Work to do
Gather every line of the listing below that contains the word "pole" and copy each one in full.
# # # # # # #
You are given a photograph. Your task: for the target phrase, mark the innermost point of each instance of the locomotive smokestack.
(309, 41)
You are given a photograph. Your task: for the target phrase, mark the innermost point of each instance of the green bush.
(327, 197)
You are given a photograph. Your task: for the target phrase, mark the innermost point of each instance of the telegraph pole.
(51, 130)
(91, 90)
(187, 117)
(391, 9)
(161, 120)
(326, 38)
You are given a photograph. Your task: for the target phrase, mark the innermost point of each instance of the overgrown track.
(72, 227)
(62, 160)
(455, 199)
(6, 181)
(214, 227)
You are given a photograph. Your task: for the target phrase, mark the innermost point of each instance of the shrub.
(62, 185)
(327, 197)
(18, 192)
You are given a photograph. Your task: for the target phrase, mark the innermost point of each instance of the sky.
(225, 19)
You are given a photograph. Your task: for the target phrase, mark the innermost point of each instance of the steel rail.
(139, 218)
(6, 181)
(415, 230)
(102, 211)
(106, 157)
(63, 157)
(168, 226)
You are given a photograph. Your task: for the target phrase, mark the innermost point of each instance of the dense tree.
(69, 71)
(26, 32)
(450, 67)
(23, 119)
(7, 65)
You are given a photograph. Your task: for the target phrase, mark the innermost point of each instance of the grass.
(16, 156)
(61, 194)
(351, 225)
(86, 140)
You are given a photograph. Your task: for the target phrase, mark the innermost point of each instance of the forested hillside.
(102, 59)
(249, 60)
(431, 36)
# # # # # # #
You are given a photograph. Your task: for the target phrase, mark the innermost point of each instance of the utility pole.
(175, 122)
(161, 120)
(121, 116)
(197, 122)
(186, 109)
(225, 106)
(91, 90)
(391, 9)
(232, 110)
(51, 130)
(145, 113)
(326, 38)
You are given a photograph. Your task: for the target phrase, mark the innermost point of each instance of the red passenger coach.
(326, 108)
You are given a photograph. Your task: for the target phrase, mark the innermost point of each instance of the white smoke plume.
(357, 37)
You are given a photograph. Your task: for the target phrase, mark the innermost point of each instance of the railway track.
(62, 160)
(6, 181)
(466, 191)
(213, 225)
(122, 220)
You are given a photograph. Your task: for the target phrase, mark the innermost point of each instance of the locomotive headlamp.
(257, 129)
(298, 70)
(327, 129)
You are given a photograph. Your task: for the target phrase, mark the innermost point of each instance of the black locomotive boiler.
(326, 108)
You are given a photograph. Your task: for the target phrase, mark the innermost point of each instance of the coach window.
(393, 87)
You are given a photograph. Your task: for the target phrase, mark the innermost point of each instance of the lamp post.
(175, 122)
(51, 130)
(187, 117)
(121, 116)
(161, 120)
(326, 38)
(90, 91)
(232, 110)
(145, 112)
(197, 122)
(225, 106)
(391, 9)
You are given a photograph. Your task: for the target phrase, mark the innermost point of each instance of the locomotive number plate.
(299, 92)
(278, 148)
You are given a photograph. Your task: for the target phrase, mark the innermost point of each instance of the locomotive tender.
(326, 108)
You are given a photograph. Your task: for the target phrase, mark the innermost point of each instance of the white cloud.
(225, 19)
# # # # # # #
Task solution
You are given a photograph. Your task: for the target phrase, mark the innermost point of each instance of the telegraph pole.
You are given a photograph. Your task: for the target phrase, mark the innermost point of each instance of the utility pole.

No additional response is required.